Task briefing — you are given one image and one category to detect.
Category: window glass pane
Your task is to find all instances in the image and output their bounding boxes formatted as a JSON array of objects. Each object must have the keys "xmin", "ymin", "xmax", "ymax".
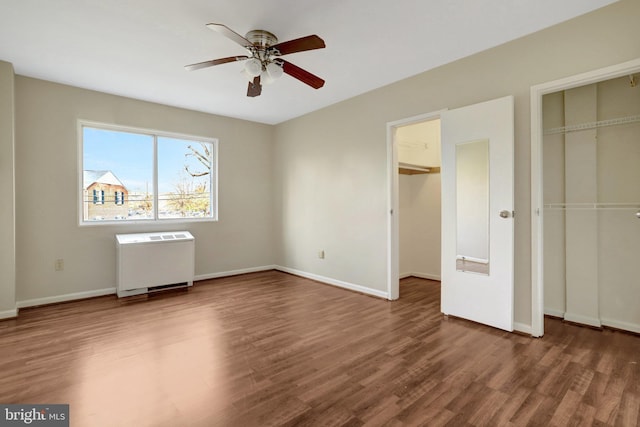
[
  {"xmin": 82, "ymin": 127, "xmax": 153, "ymax": 221},
  {"xmin": 158, "ymin": 137, "xmax": 215, "ymax": 219}
]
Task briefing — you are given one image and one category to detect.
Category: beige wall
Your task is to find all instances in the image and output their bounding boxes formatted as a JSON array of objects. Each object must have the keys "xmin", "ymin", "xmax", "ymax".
[
  {"xmin": 0, "ymin": 61, "xmax": 16, "ymax": 319},
  {"xmin": 275, "ymin": 0, "xmax": 640, "ymax": 327},
  {"xmin": 15, "ymin": 76, "xmax": 276, "ymax": 303}
]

# # #

EXERCISE BRIEF –
Copy out both items above word for word, including their answers, and leave the picture out.

COMPLETE OUTPUT –
Task briefing — you are given one image and one category to detect.
Category: window glass pane
Your task is to find all instances in the image and output their bounding boxes formatted as a JSON array of objects. Each object must have the keys "xmin", "ymin", "xmax", "ymax".
[
  {"xmin": 82, "ymin": 127, "xmax": 153, "ymax": 221},
  {"xmin": 158, "ymin": 137, "xmax": 215, "ymax": 219}
]
Task briefing — you are given one image and one category to detect.
Category: beige wall
Your task is to find all instances in the image and output their bounding boxes formatted as a JSON array of objects. Each object must have the keys "xmin", "ymin", "xmax", "ymax".
[
  {"xmin": 0, "ymin": 61, "xmax": 16, "ymax": 319},
  {"xmin": 275, "ymin": 0, "xmax": 640, "ymax": 327},
  {"xmin": 15, "ymin": 76, "xmax": 276, "ymax": 303}
]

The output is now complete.